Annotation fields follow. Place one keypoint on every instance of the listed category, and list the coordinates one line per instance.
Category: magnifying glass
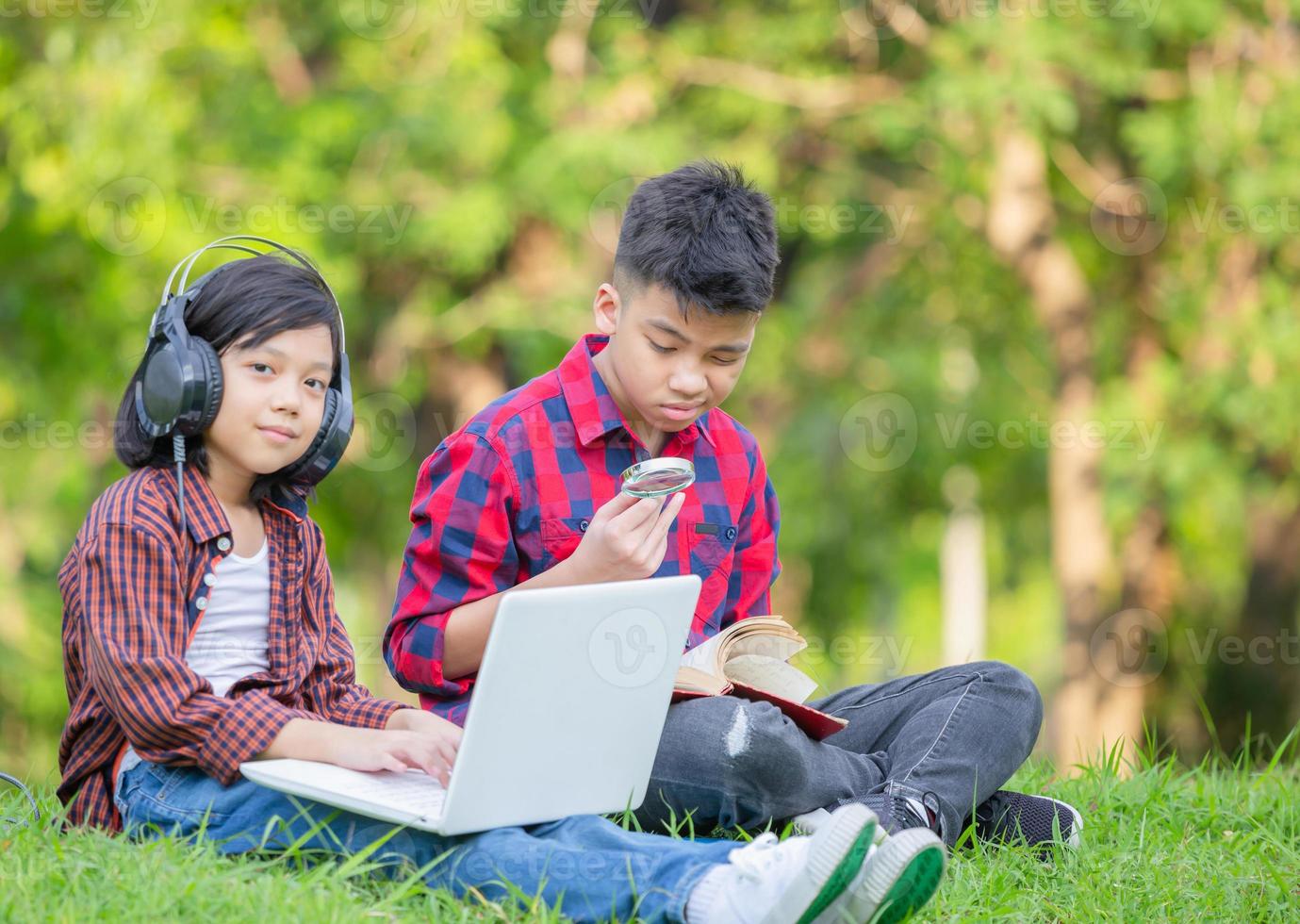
(658, 477)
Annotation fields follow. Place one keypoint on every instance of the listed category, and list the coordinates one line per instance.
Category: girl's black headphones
(179, 388)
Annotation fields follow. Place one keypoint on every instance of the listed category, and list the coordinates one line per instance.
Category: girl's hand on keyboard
(367, 749)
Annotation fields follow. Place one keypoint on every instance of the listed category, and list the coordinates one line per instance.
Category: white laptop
(566, 715)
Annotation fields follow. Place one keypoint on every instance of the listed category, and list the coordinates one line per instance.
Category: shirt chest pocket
(709, 547)
(561, 536)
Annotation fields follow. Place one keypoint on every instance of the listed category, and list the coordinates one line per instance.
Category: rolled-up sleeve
(460, 550)
(130, 584)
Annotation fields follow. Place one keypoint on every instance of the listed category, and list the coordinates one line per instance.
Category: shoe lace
(757, 859)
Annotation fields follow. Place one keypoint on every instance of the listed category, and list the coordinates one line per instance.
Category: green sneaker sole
(844, 872)
(902, 875)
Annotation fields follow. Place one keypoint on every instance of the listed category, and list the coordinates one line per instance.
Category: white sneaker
(898, 878)
(801, 880)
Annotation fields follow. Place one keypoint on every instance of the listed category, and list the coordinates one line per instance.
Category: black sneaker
(1033, 820)
(897, 813)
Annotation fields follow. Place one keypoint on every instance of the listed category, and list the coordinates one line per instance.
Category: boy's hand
(432, 749)
(425, 723)
(627, 539)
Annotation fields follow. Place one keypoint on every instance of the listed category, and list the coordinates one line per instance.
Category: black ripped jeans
(959, 732)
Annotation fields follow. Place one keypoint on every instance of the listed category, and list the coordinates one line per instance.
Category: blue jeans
(585, 867)
(959, 732)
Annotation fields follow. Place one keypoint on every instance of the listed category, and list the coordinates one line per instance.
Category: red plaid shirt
(510, 494)
(134, 590)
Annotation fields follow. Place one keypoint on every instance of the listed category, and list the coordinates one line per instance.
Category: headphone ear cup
(213, 384)
(304, 463)
(160, 390)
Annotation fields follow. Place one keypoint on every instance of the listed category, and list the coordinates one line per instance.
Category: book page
(703, 656)
(690, 680)
(765, 643)
(771, 675)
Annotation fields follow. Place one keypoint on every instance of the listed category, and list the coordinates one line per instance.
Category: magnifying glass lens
(658, 477)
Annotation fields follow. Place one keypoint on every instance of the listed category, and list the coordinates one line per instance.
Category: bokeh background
(1028, 388)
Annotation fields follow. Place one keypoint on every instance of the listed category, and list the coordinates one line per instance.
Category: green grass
(1162, 842)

▶ **Exercise requirements**: Reproduce every record exactly; images stay out.

▶ **Exercise response**:
Annotation fields follow. Place one keypoint on every instance of the listed category, and list the coordinates one line per instance.
Category: magnifying glass
(658, 477)
Annotation fields follow. Place one keypoint on every instance of the listed category, and list the coordinates one line per instance.
Category: girl's black headphones
(179, 388)
Annotation fields follow. Place one keypoint on every instance of the listed category, and list the coordinates one line per instance.
Category: girl's hand on keyboard
(367, 749)
Annotation fields follow. Place one keypoint on every instance of the listed category, and list the coordinates one line per instance.
Category: white laptop
(566, 715)
Annotation fields follow. Place one keypoint on every instance of the listed category, and list the coordinates one line per instance.
Category: shirt chest pocket
(709, 547)
(561, 536)
Annotation fields follow. Place one keypoint on every instance of the listed category, and list the coordinates one line per instance.
Category: rolled-up sleeve
(460, 550)
(130, 584)
Annotation fields follow. Place one keypoint on every instance of the listed category, and list the coordinates one line per instance.
Category: shoe lace
(757, 859)
Annotation fields follow. Place one keypoint on every instance of the listed category, and list the coordinates one line per instance.
Category: green sneaker sole
(844, 872)
(902, 875)
Annotation fields follow. Place one keypoint on every instance of the listed category, and list the coordinates one line per instance.
Category: white sneaker
(898, 878)
(801, 880)
Annotation fields follow. Place one keypoint on every instance of the listed category, and list the coordinates one line per instance.
Category: black sneaker
(1033, 820)
(897, 813)
Annotation fields follow. Place one keypoint on every instance of the listed category, and list the coordinates one line per instance.
Category: boy's hand
(432, 749)
(425, 723)
(627, 539)
Annotation fields follow. Place one keypoint on every instance of the listed category, and list the coordinates one line per instance.
Category: black ripped jeans
(959, 732)
Annotation fields follow. Place one keypoint on every instance of the listed category, and list the coordinates one line per instance.
Category: blue jeans
(585, 867)
(959, 732)
Annotation fields follow. Place one keypoint on every instance of the listed category, and list the coordinates one line per instance.
Category: red plaid shirt
(510, 494)
(134, 590)
Annotation fields follow. Place one keypoint on every instance of the listed category, and list the coordinates one line per instance.
Category: headphone ear cup
(213, 384)
(304, 463)
(160, 390)
Annotation fields follow. Place one keypoint on every instance of the listed category, and list the coordinates one line per instance.
Category: book page
(703, 656)
(690, 680)
(765, 643)
(771, 675)
Annotation fields follow. Place one keypoint on every instance of the listed category, and list the coordinates one line per instance.
Category: magnifying glass lens
(658, 477)
Annotation fields follow. Place one keypoint on every instance of the listed category, and list the coordinates one line per instance.
Category: bokeh background
(1028, 388)
Annotation fields follow. Place one keypoint on every instance of the listed category, and list the coordinates one line per instance.
Category: green grass
(1162, 842)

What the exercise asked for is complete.